The specific nature of this invention, as well as other objects and advantages will become apparent to those skilled in the art from the following detailed description taken in conjunction with the annexed sheets of drawings on which, by way of preferred example only, are illustrated the preferred embodiments of the invention.
On the accompanying drawings:
FIG. 1 is a perspective view of a cathode-ray television picture tube fabricated and supported on a receiver chassis in accordance with one embodiment of the present invention:
FIG. 2 is an enlarged fragmentary Vertical section-a1 view of one portion of the tube and chassis including a receiver cabinet taken along the line 2-2 of FIG. 1;
FIG. 3 is a view similar to FIG. 2 illustrating a modification of the invention shown in FIGS. 1 and 2;
FIG. 4 is a perspective view illustrating another embodiment of the invention;
FIG. 5 is an enlarged fragmentary vertical sectional view of one portion of the tube and chassis including a receiver cabinet taken along the line 55 of FIG. 4;
FIG. 6 is a view similar to FIG. showing one form of tube reinforcing and supporting elements of the invention;
FIG. 7 is a perspective view of an individual supporting element as shown in FIG. 6; and
FIG. 8 is a view similar to FIG. 5 showing another embodiment of the invention.
The present invention is described hereinbelow as specifically applied to the manufacture of a television receiver utilizing a cathode-ray image tube having an essentially all-glass envelope. However, it will be apparent to those skilled in the art that the invention is equally applicable to the manufacture of many different types of vacuum tubes having glass envelopes particularly those having substantial dimensions which are subject to implosion and concurrent explosion on sudden devacuation.
....
_PARTS OF THE EXERCISE:_
[A] Write out the picture tube patent text again, from the part that opens with "The specific nature" through the part that closes with "embodiments of the invention.", and substitute "attached drawing pages" for "annexed sheets of drawings".
[B] In the picture tube patent text, what kind of envelope does the cathode-ray image tube have?
[C] Carry on the picture tube patent text from the point where it stops.

_PROVIDED MATERIAL:_
....
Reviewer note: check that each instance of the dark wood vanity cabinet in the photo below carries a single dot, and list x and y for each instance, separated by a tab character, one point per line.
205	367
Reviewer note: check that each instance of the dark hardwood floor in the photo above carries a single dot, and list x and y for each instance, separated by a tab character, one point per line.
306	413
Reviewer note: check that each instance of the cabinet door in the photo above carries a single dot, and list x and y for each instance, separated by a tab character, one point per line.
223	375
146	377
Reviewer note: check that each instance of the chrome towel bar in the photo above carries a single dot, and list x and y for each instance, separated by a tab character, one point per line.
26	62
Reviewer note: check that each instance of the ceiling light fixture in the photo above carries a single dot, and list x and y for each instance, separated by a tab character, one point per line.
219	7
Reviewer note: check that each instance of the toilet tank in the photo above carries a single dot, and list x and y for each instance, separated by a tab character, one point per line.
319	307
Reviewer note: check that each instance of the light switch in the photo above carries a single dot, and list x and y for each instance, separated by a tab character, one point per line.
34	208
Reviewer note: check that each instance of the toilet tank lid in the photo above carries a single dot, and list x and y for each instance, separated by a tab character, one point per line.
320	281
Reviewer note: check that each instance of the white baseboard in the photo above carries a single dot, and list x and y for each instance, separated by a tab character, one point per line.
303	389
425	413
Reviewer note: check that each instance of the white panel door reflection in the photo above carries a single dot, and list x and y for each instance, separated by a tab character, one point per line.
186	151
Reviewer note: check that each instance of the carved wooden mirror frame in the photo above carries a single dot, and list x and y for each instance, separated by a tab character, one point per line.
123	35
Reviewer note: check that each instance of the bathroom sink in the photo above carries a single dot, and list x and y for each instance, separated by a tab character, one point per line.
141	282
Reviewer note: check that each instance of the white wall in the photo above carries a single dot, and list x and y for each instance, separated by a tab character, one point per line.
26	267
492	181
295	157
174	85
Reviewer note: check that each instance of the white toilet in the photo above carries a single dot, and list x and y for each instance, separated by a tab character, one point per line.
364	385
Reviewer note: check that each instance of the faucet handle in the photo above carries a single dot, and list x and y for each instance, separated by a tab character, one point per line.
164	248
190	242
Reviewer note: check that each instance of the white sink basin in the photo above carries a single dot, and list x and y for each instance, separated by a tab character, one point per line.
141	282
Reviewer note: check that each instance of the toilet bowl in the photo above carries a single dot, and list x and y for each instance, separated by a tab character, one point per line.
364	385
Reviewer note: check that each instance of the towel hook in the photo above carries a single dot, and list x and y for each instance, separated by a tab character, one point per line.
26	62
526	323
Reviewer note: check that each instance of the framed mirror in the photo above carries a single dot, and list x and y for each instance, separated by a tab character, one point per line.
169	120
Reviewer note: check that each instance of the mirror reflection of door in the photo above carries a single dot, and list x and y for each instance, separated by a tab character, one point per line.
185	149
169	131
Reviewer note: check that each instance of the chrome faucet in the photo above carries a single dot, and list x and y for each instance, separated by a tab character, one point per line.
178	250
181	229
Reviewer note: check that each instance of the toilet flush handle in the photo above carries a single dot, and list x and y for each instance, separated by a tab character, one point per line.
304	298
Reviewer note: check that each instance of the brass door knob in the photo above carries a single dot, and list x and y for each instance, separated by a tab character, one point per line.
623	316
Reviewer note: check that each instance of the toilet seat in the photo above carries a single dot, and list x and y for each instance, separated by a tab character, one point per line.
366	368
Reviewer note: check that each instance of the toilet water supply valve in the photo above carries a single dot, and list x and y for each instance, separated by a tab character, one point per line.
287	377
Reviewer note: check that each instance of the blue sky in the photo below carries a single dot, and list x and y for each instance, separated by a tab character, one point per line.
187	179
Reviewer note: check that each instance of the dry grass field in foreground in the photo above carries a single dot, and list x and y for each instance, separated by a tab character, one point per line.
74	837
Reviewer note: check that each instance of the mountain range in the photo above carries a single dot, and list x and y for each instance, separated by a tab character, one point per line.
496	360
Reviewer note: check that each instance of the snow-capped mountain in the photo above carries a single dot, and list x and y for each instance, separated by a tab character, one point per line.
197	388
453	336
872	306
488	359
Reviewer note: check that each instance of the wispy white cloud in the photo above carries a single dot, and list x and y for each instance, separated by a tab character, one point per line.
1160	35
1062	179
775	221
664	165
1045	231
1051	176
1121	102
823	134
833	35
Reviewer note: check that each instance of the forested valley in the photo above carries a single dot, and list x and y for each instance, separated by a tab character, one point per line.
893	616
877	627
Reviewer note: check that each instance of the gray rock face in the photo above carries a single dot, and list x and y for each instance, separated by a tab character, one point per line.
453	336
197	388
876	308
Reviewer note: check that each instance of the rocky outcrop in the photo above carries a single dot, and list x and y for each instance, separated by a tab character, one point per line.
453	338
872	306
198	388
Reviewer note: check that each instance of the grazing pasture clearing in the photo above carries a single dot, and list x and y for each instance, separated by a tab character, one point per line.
....
_TASK RESPONSES:_
[A]
The specific nature of this invention, as well as other objects and advantages will become apparent to those skilled in the art from the following detailed description taken in conjunction with the attached drawing pages on which, by way of preferred example only, are illustrated the preferred embodiments of the invention.

[B] An essentially all-glass envelope.

[C]
The term devacuation as used herein is intended to mean the converse of evacuation as in the case where a vacuumized vessel or tube envelope experiences an internal pressure change toward atmospheric pressure upon loss of vacuum. The rate of change may occur rapidly or over a prolonged period of time.
The present invention provides an implosion-resistant system which is capable of being incorporated into existing types and shapes of conventional cathode-ray picture tubes without serious alteration or modification of present tube fabricating procedures. The invention may be incorporated in any selected type of tube envelope to provide a required level of reinforcement to control its devacuation with concomitant mounting means for the tube envelope using materials and methods which are fully'capable of supplementing normal tube production.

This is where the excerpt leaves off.